### Natural-language object grounding data
····················

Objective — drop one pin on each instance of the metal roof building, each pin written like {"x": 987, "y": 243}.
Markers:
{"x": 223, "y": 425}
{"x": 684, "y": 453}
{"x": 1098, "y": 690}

····················

### What the exercise asks
Reproduce every entry above. Make each line identical to the original.

### Task result
Objective — drop one pin on each instance of the metal roof building, each pin written like {"x": 987, "y": 243}.
Markers:
{"x": 223, "y": 425}
{"x": 684, "y": 453}
{"x": 1098, "y": 690}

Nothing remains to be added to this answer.